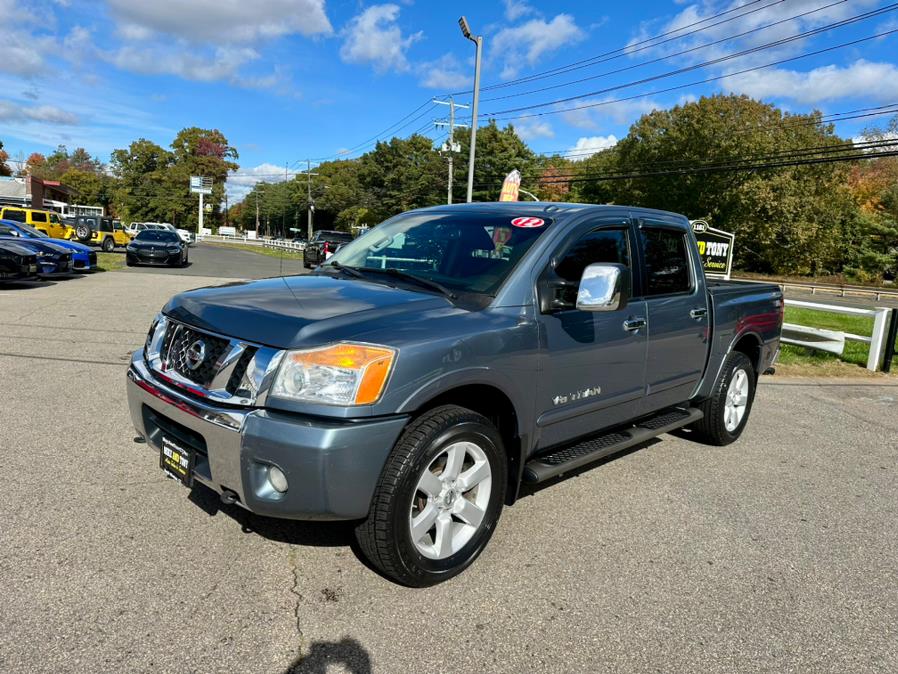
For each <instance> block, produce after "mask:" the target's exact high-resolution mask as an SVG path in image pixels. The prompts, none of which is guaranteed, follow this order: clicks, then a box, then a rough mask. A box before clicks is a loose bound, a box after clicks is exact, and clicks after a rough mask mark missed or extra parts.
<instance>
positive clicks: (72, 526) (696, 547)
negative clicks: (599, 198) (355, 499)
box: [0, 248, 898, 673]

=====

Since the copy should hold text only, set down each record exactly and leave the pictures out.

For each <instance> block, produce after "mask:" the target's exact high-resolution mask as an SVG path in image pixels. The prompts, none of which is guaranteed, follow this order: clicks, then a box, then a rough mask. A box before clicks is a loose bound, a box after clicks is exact, and clicks after a rough mask mark missed or extra parts.
<instance>
positive clicks: (72, 526) (696, 547)
negative clicks: (599, 198) (355, 499)
box: [0, 248, 898, 673]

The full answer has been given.